(Problem description) Return only the line that contains "Practice step: locate the high-rise" and each line after it, through the last line of the data below, copied exactly.
--------------------
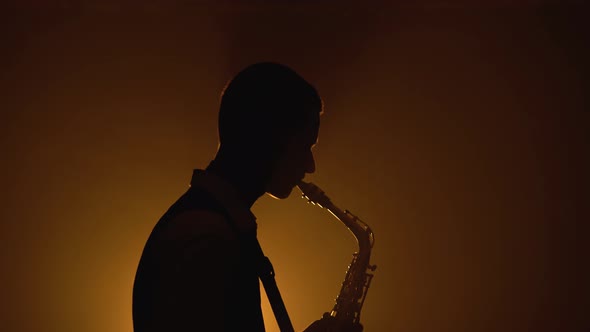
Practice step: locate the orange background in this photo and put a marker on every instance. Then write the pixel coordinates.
(458, 132)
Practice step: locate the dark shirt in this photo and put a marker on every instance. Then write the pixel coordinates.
(196, 272)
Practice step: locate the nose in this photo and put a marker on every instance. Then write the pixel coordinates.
(310, 163)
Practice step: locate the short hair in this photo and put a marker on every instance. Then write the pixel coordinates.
(266, 101)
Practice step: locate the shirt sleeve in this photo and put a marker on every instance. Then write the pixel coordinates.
(200, 260)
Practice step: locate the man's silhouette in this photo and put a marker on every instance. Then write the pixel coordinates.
(198, 271)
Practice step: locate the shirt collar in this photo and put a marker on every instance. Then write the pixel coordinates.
(228, 196)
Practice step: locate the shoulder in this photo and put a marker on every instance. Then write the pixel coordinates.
(197, 224)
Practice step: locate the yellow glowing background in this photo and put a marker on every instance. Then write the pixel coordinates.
(458, 132)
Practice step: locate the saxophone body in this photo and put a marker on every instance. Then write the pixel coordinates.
(346, 312)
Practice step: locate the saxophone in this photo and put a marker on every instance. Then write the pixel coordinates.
(346, 313)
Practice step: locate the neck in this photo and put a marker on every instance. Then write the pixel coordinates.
(246, 178)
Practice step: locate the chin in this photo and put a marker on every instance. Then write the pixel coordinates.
(281, 193)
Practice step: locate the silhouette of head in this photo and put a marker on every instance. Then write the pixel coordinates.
(269, 119)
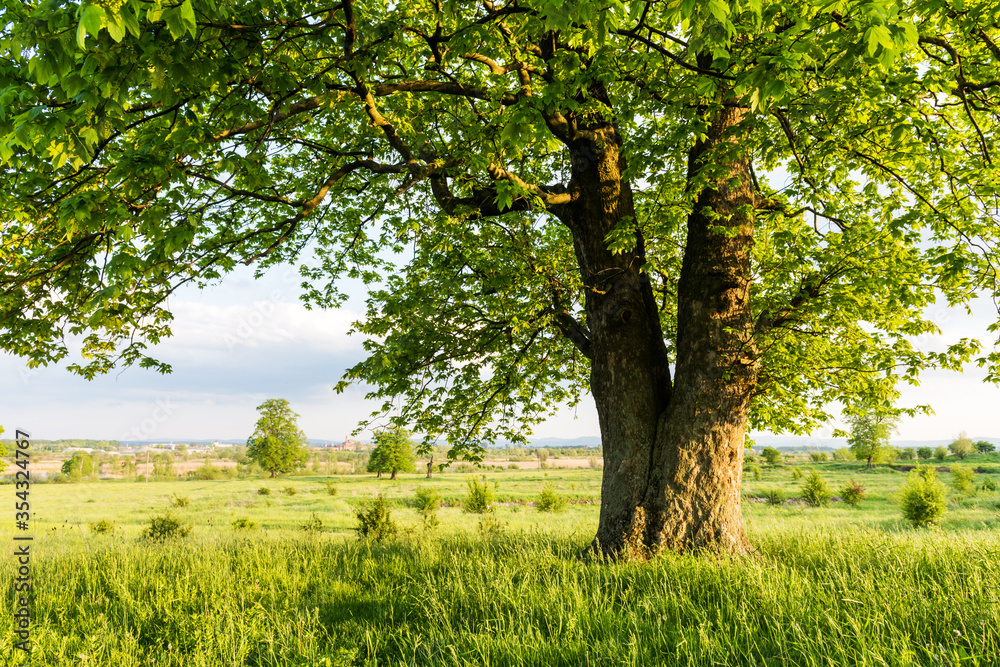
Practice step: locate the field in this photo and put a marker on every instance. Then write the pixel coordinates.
(834, 585)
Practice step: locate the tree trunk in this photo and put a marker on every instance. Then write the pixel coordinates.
(673, 452)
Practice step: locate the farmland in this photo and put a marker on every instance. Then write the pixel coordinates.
(829, 585)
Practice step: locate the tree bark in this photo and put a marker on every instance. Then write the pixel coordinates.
(673, 450)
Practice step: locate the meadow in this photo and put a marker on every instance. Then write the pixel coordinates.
(832, 585)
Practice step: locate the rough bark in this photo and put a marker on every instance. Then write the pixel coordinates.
(673, 451)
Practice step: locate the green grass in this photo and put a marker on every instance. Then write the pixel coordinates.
(829, 586)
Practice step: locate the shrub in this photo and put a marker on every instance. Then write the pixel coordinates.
(772, 456)
(427, 500)
(550, 501)
(480, 497)
(775, 497)
(815, 491)
(166, 526)
(103, 526)
(375, 520)
(314, 524)
(923, 497)
(961, 479)
(853, 492)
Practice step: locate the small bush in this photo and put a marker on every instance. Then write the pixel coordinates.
(314, 524)
(775, 497)
(480, 497)
(961, 479)
(427, 500)
(166, 526)
(815, 491)
(103, 526)
(550, 501)
(375, 520)
(853, 492)
(923, 497)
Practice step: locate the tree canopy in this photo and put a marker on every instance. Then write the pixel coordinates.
(741, 204)
(393, 452)
(277, 444)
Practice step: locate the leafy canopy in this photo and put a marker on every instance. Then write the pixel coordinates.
(277, 444)
(426, 148)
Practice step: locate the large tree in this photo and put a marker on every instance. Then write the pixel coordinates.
(711, 215)
(277, 444)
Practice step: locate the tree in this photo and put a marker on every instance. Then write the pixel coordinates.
(870, 432)
(984, 447)
(713, 217)
(277, 444)
(393, 452)
(962, 446)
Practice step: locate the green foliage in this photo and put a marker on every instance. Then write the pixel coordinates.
(313, 524)
(393, 452)
(923, 497)
(277, 443)
(852, 493)
(375, 520)
(166, 526)
(480, 496)
(102, 526)
(815, 490)
(962, 446)
(870, 432)
(962, 479)
(775, 496)
(550, 501)
(772, 456)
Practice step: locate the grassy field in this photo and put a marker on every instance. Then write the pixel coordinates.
(831, 586)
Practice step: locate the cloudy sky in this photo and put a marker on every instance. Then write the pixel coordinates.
(244, 341)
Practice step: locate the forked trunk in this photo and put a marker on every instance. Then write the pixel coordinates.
(673, 452)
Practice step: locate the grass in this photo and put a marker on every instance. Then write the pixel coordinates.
(830, 586)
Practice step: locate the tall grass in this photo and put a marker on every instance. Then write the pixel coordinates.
(810, 597)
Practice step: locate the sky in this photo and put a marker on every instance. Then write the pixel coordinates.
(244, 341)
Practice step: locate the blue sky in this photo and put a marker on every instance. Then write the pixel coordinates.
(247, 340)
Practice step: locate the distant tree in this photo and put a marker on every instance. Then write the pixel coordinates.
(870, 431)
(393, 452)
(984, 447)
(277, 444)
(962, 446)
(771, 455)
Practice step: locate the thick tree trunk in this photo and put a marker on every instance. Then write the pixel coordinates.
(673, 452)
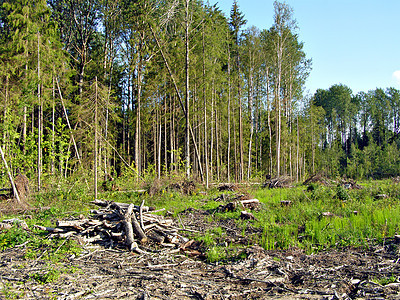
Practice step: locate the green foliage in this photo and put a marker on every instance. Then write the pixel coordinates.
(49, 276)
(12, 237)
(341, 193)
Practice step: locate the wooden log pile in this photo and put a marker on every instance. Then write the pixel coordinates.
(115, 224)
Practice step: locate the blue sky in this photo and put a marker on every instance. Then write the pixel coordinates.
(353, 42)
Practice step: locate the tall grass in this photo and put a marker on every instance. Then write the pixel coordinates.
(356, 218)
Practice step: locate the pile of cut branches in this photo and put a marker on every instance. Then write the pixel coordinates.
(121, 224)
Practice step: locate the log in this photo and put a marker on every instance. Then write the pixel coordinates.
(127, 220)
(244, 215)
(138, 230)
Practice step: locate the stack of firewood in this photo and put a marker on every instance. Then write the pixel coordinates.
(121, 223)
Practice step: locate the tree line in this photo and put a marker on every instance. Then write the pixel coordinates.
(153, 87)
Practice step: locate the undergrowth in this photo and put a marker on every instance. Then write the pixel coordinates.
(317, 218)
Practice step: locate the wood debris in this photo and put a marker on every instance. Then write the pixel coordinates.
(121, 223)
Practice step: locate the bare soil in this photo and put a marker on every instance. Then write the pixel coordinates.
(100, 273)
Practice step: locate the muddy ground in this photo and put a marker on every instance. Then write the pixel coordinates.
(100, 273)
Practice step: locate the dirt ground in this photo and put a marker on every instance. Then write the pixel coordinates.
(100, 273)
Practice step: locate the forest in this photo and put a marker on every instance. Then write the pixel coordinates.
(108, 88)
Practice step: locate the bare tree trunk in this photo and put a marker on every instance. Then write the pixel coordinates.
(251, 123)
(40, 114)
(205, 113)
(297, 151)
(229, 117)
(95, 142)
(269, 128)
(187, 141)
(10, 176)
(53, 143)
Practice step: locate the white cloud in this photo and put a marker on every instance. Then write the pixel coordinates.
(396, 76)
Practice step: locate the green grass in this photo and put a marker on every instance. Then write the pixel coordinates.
(358, 217)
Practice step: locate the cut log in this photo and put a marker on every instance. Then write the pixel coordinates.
(244, 215)
(138, 230)
(127, 220)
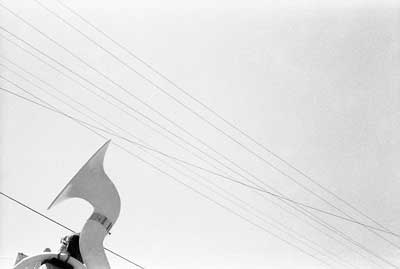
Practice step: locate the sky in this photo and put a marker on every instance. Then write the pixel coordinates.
(315, 82)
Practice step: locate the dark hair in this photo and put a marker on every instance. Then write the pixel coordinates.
(70, 244)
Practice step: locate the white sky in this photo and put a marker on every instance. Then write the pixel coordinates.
(316, 83)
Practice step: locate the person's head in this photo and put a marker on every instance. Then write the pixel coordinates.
(70, 245)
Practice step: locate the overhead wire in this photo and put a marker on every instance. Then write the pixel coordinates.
(176, 179)
(308, 214)
(65, 227)
(270, 164)
(145, 146)
(208, 108)
(107, 131)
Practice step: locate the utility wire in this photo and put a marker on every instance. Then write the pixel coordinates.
(275, 224)
(65, 227)
(300, 210)
(179, 181)
(276, 168)
(185, 92)
(142, 146)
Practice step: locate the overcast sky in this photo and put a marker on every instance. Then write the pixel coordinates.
(317, 84)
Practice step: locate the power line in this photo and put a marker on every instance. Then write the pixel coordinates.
(185, 92)
(177, 180)
(142, 145)
(300, 210)
(236, 181)
(65, 227)
(276, 168)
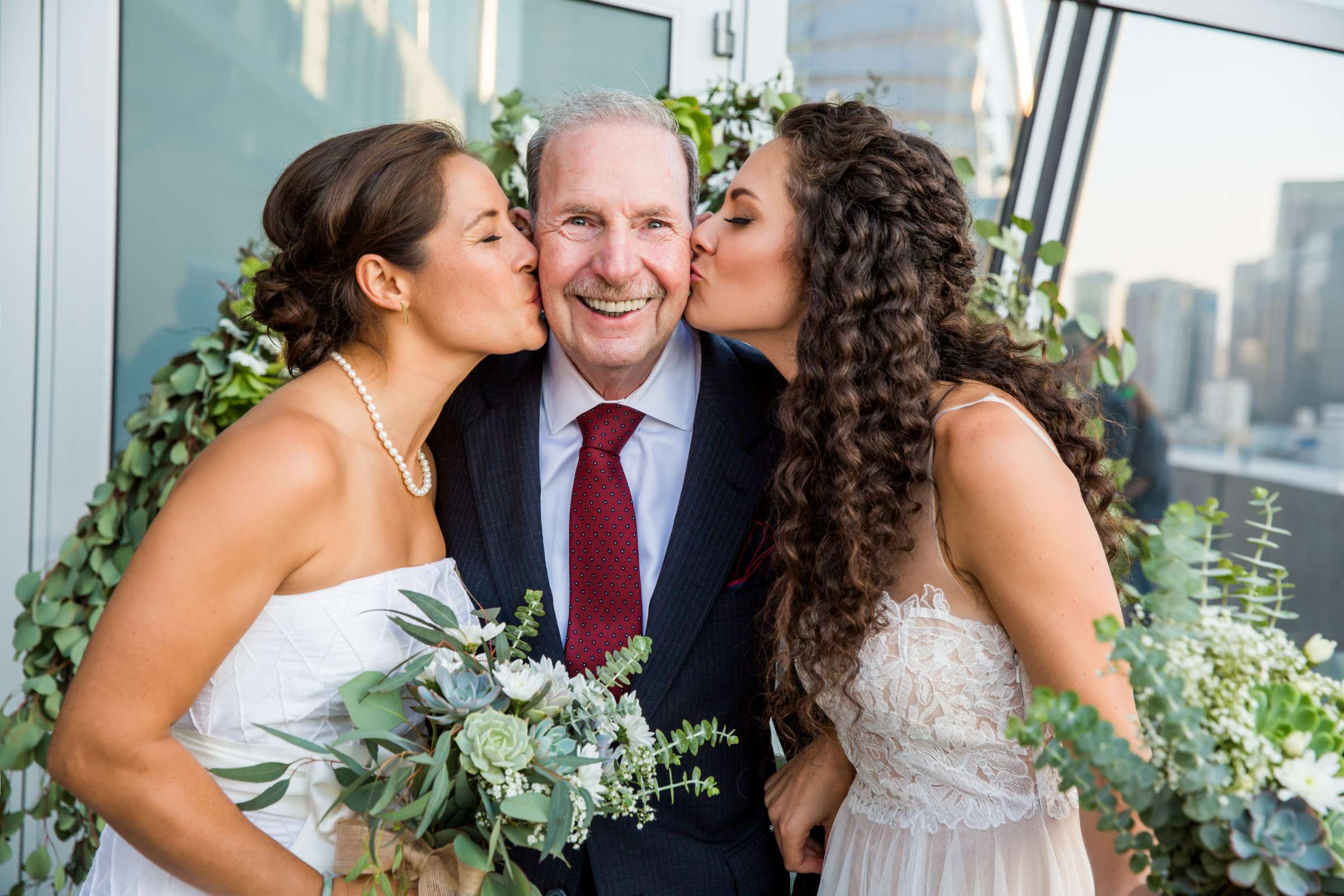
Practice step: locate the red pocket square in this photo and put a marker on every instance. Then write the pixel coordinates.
(756, 554)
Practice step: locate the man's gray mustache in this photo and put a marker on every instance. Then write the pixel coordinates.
(604, 292)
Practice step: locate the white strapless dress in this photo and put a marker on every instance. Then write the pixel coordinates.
(286, 673)
(942, 802)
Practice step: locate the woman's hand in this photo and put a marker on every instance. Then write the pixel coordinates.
(807, 793)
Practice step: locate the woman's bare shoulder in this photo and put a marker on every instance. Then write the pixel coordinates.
(281, 444)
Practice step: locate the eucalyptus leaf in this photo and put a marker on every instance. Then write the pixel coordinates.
(371, 711)
(268, 797)
(469, 853)
(437, 612)
(530, 806)
(38, 864)
(260, 773)
(1052, 253)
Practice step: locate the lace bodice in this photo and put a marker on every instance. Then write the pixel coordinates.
(937, 691)
(929, 749)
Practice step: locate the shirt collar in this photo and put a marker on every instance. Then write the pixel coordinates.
(669, 394)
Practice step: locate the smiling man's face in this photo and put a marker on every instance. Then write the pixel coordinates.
(612, 227)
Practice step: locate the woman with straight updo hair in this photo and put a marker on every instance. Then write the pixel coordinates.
(942, 534)
(263, 585)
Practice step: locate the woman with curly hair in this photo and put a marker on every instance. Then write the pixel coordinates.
(944, 535)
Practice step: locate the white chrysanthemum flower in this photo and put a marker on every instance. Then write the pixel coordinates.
(233, 329)
(472, 632)
(1319, 649)
(590, 776)
(637, 732)
(242, 358)
(1296, 743)
(519, 682)
(269, 344)
(559, 695)
(1314, 780)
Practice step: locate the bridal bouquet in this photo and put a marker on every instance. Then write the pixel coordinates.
(507, 750)
(1244, 790)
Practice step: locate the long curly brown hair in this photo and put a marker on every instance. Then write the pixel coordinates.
(888, 269)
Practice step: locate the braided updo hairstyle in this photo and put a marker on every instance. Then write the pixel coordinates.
(888, 268)
(377, 191)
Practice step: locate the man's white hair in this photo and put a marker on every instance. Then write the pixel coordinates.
(601, 106)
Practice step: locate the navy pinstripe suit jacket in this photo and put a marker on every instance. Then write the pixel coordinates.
(704, 661)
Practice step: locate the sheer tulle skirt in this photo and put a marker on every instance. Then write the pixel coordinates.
(1038, 856)
(120, 870)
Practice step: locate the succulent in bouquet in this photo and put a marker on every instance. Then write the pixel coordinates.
(1242, 790)
(472, 747)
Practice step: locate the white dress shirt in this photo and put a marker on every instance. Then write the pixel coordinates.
(654, 460)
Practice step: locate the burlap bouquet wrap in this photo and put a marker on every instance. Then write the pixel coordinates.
(436, 872)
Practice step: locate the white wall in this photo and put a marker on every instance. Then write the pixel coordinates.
(58, 163)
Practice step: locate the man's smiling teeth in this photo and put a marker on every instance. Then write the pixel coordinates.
(615, 308)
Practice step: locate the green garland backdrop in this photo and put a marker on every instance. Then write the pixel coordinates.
(232, 368)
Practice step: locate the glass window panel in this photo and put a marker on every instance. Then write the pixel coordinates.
(964, 68)
(1211, 226)
(218, 96)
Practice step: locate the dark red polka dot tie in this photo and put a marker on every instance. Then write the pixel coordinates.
(605, 608)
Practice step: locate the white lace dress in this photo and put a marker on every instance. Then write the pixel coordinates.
(286, 673)
(942, 802)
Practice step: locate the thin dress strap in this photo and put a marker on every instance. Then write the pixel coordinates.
(933, 492)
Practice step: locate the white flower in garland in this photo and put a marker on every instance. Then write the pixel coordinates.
(521, 682)
(1319, 649)
(269, 344)
(1314, 780)
(242, 358)
(474, 632)
(233, 329)
(526, 129)
(515, 179)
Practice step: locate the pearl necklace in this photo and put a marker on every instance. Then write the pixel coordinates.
(428, 480)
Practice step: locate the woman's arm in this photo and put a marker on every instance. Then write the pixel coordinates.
(1014, 520)
(241, 519)
(804, 794)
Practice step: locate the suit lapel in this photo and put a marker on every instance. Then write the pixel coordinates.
(502, 456)
(725, 473)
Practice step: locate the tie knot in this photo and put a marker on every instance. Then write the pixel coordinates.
(608, 428)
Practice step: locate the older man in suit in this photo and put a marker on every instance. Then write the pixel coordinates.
(623, 469)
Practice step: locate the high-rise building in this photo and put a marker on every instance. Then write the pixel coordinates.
(960, 66)
(1307, 207)
(1175, 325)
(1288, 311)
(1092, 295)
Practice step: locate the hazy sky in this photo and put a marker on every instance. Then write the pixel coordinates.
(1198, 130)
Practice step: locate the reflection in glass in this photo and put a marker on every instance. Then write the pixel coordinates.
(963, 69)
(1211, 226)
(218, 96)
--------------------
(Written solution)
Practice step: locate the high-rise building in this photo and put a marker on every instance. Then write the pixel coordinates.
(960, 66)
(1307, 207)
(1175, 325)
(1288, 311)
(1092, 295)
Practice step: locate the hazy sky in this photo and put a marker on every instance. Then write the pixel coordinates.
(1198, 130)
Practice step: locate the reflection in glass in this photo and put a marker on every instance. Then write the pixel coordinates.
(963, 69)
(1211, 226)
(218, 96)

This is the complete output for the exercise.